__À FAIRE__.
Rédigez la suite de la lettre adressée à « maman » reproduite ci-dessous, en partant de sa dernière phrase.

__ARTICLE__.
"""

Certains docteurs de l'âme diront peut-être que c'est l'idéalisation de mes propres désirs de petite fille qui est à l'origine de mon leadership. Peu importe, maman. Peu importe que j’aie voulu démontrer que, malgré le modèle boiteux, j’étais capable de faire mieux, d’être meilleure et pour plus longtemps.
J'ai dressé une grande table. J'ai rassemblé des centaines d'entrepreneurs autour d'une cause créatrice et rémunératrice. Je suis fière et satisfaite, d'avoir créé ici-bas un repas qui sera encore servi lorsque je t'aurai rejointe là-haut. Ne t'inquiète plus, maman, je suis riche puisque j'ai découvert que nourrir les autres avait réussi à assouvir la faim de mon pauvre cœur.
Aujourd'hui, chère maman, je pleure de joie en t'écrivant tellement je suis contente d'être née. Je te remercie d'avoir été ma mère, exactement comme tu as été parce que ça m'a permis de devenir qui je suis. Je te remercie de m'avoir transmis ton amour de l'écriture, de la littérature et de l'enseignement. Tu m'as aussi légué ton talent de couturière et avec lui le pouvoir magique de tout réussir avec mes mains. Tu m'as donné ta capacité d'organisation, ta forte carrure, ta chevelure abondante, ta résistance aux contrariétés, à la douleur et au manque d’amour. J'ai hérité de ta surprenante force physique, de ton sens aigu de l'économie et de ton extraordinaire capacité d'abnégation.

"""

__MATÉRIEL FOURNI__.
"""

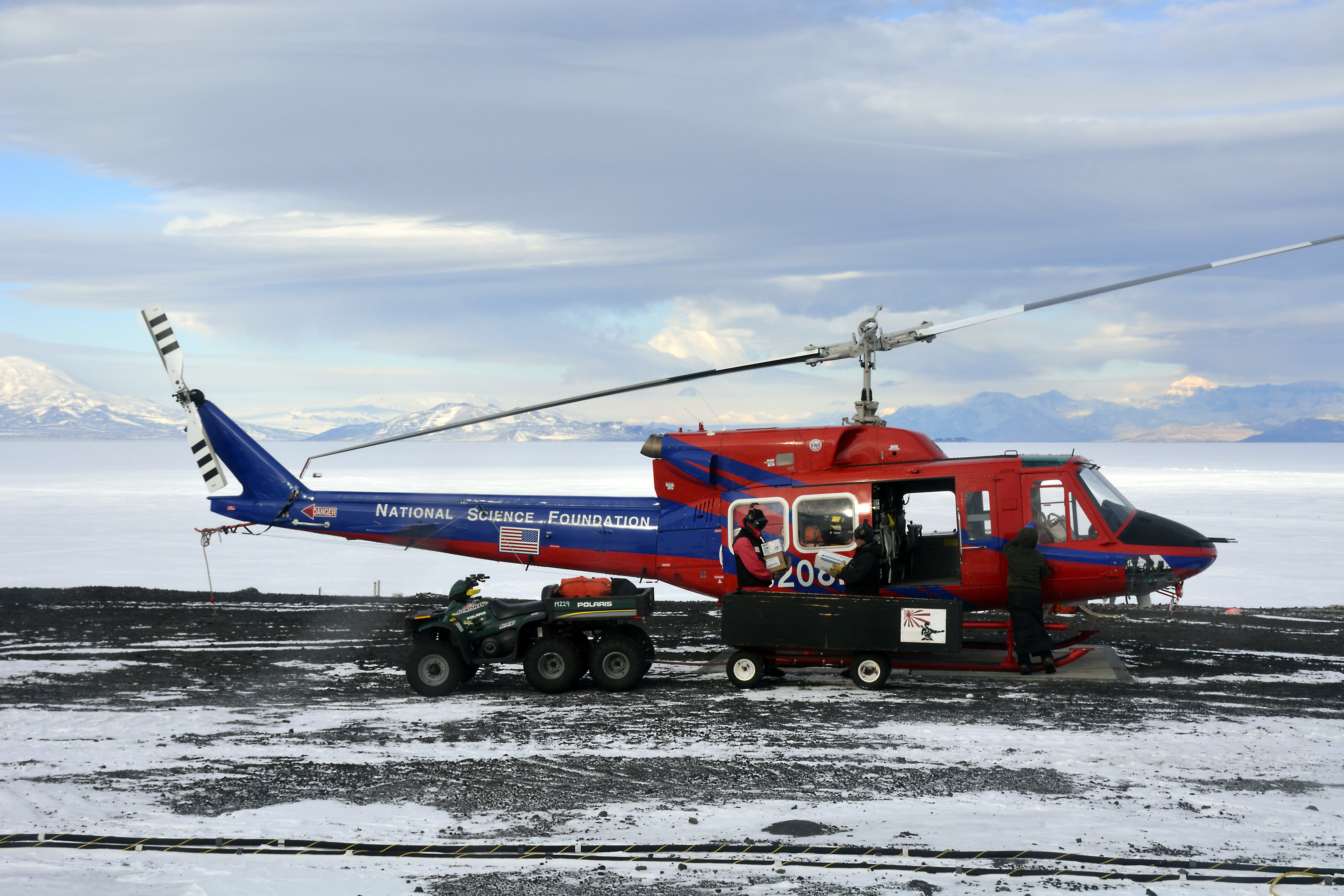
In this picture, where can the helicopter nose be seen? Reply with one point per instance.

"""

__RÉPONSE__.
Je m'en souviens, maman, la première fois que je t'ai demandé une robe, tu m'as donné deux verges de tissus et un patron. Et c'est ainsi que j'ai appris à coudre tous les jolis habits de mes enfants, des robes pour moi, des nappes, des rideaux, et presque tous les gentils animaux rembourrés illustrés dans les gros livres de patrons Butterick ou McCall. Tout cela m'a servi, chère maman, et je suis tellement contente de t'avoir ressemblé. Je t'aime, je t'aime enfin maman, et c'est pour moi la plus sublime des émotions.
Il n'y a que l'amour d'important et je sais maintenant que le monde est rempli de mamans qui, comme moi, se souviennent aujourd'hui des douleurs libératrices de leur évolution. Je n'aurai plus peur car il n'y a que l'amour d'important. Et chaque fois qu'un être humain se trouve devant l'urgence d'un acte créatif, il avance à tâtons vers la connaissance de lui-même tel un nouveau-né déliant un à un ses talents à la lumière. Je te serai éternellement reconnaissante, très chère maman, de m'avoir conservée vivante et lucide jusqu'à ce que je puisse décortiquer et comprendre ta vie et la mienne.
De là-haut, tends-moi la main et attrape la mienne, maman chérie. Tiens-moi fort. Maintenant que nous nous sommes retrouvées, un mutuel attachement coule dans nos veines. Et aujourd'hui, pour te dire BONNE FÊTE, je n'aurai qu'à dessiner un immense CŒUR rose dans le bleu du ciel!
Ta fillette qui t'aime infiniment,
Cora
💓
Psst : À toutes les femmes de la terre qui ont, d’une façon ou d’une autre, élevé un enfant; à ma fille et à mes deux petites filles, je vous offre mon cœur bouillant d'amour.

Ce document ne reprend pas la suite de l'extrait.